Retype the material verbatim from its first line down to and including the line containing "(308, 115), (391, 192)".

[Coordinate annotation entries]
***
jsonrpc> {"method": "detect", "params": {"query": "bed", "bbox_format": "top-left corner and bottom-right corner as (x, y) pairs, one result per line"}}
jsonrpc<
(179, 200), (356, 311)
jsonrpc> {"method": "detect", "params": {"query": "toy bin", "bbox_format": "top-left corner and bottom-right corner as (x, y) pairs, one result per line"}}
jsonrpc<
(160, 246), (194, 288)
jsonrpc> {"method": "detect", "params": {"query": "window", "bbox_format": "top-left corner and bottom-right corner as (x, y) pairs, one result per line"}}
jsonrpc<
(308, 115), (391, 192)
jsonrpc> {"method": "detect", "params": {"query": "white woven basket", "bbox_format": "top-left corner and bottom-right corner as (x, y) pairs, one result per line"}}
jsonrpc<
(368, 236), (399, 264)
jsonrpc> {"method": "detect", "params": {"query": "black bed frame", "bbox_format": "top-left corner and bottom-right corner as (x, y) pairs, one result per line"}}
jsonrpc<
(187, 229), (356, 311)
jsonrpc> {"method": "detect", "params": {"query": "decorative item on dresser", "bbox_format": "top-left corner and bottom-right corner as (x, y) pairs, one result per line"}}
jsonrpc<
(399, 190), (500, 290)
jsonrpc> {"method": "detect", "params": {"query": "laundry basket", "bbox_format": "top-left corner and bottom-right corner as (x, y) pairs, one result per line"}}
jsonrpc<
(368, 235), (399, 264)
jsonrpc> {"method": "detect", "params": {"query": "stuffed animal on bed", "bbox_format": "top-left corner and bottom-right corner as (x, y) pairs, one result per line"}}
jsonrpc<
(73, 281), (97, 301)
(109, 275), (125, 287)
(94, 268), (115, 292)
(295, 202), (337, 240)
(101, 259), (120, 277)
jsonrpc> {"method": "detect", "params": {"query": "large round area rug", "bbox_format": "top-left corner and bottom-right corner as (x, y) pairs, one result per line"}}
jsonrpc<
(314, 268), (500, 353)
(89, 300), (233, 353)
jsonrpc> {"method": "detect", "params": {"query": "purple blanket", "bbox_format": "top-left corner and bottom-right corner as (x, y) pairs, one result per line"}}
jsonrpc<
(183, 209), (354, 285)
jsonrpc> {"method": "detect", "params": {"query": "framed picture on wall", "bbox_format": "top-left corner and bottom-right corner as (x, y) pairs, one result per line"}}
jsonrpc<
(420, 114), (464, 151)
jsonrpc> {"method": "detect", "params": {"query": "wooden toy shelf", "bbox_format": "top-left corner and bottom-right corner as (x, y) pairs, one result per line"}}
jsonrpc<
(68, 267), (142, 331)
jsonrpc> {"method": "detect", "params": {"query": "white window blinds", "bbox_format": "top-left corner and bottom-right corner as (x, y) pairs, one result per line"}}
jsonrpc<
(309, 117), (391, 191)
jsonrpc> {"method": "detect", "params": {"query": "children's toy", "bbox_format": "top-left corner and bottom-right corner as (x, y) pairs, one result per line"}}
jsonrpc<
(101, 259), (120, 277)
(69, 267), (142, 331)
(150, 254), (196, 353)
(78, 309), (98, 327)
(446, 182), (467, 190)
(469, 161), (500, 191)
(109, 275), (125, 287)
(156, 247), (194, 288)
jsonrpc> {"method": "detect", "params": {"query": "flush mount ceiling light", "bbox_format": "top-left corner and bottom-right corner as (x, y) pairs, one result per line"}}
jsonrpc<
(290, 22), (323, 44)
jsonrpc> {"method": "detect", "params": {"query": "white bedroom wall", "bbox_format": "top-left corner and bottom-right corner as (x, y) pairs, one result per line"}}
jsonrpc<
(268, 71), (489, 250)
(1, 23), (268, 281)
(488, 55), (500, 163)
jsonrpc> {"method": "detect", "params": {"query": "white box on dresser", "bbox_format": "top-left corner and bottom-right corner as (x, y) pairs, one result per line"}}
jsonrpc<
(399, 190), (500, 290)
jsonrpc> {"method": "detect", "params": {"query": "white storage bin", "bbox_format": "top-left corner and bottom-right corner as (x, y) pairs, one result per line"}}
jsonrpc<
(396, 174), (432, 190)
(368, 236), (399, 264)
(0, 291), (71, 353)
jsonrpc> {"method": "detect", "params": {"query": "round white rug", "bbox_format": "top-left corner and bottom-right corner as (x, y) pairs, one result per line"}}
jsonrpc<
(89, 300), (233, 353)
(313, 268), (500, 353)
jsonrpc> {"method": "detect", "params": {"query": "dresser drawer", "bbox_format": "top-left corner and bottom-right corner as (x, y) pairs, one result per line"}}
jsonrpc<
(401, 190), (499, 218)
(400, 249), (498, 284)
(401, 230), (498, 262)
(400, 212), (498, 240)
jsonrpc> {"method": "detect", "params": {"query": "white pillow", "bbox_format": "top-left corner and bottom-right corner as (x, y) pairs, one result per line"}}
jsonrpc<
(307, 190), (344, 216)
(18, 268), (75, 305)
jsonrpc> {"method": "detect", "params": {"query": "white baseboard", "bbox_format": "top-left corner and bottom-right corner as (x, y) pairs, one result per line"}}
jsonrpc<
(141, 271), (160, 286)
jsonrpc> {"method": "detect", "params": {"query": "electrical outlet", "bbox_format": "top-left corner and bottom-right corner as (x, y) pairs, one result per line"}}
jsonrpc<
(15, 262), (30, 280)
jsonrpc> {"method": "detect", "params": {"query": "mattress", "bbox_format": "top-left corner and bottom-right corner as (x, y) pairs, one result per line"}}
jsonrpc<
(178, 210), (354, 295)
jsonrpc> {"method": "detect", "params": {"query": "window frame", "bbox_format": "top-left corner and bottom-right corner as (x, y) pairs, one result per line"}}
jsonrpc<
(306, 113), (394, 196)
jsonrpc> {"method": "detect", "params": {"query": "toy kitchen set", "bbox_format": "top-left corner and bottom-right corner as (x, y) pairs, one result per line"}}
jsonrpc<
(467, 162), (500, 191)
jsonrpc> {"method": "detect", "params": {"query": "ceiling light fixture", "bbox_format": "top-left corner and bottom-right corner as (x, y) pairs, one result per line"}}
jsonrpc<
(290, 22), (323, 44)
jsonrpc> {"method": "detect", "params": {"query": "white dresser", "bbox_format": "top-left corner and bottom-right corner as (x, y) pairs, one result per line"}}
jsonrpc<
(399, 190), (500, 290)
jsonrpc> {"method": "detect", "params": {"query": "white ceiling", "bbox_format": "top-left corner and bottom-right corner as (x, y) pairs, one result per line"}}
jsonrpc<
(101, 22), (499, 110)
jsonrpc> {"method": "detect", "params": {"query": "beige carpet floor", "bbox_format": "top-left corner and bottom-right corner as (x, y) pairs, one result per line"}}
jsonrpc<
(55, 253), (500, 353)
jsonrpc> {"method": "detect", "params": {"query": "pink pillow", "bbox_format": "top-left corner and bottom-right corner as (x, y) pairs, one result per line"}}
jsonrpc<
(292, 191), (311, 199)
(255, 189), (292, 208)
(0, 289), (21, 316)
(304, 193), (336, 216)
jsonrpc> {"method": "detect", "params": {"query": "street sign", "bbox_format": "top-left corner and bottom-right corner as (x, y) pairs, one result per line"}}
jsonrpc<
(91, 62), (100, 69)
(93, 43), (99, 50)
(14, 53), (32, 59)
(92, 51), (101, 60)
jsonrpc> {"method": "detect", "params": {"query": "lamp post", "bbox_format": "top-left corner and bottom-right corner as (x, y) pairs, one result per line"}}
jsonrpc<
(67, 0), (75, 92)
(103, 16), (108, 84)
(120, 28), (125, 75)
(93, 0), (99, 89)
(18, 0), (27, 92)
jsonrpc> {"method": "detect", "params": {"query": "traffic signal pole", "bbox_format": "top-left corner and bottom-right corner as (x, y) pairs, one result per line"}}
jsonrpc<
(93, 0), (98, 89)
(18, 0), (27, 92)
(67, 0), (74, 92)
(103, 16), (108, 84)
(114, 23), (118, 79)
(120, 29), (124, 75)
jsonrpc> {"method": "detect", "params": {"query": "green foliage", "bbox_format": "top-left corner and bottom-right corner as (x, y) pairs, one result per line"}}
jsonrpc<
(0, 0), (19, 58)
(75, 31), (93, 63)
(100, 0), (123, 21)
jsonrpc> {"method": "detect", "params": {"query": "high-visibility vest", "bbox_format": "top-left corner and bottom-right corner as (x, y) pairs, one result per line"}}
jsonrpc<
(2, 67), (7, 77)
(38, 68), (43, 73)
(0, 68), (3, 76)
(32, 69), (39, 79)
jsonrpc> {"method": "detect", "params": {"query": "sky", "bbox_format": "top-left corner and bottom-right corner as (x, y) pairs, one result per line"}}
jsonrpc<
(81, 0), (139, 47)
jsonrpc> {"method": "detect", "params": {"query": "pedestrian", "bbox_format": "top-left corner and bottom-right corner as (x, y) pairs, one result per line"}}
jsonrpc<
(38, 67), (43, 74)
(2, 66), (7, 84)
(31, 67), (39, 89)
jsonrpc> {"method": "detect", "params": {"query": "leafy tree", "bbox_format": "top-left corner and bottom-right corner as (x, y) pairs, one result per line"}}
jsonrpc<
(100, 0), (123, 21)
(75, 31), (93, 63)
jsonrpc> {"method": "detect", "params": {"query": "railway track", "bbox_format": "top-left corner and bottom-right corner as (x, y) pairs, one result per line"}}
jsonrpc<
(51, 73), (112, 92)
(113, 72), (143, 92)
***
Correct response
jsonrpc> {"method": "detect", "params": {"query": "bed", "bbox_format": "top-left corner and bottom-right corner as (x, y) pairs, one result per line"}}
jsonrpc<
(179, 200), (356, 311)
jsonrpc> {"method": "detect", "params": {"query": "toy bin", "bbox_format": "top-left corner and bottom-right corner as (x, y) pairs, one result per line"}}
jsonrpc<
(160, 246), (194, 288)
jsonrpc> {"method": "detect", "params": {"query": "window", "bbox_format": "top-left corner and bottom-right corner as (x, y) pairs, one result per line"}}
jsonrpc<
(308, 115), (391, 192)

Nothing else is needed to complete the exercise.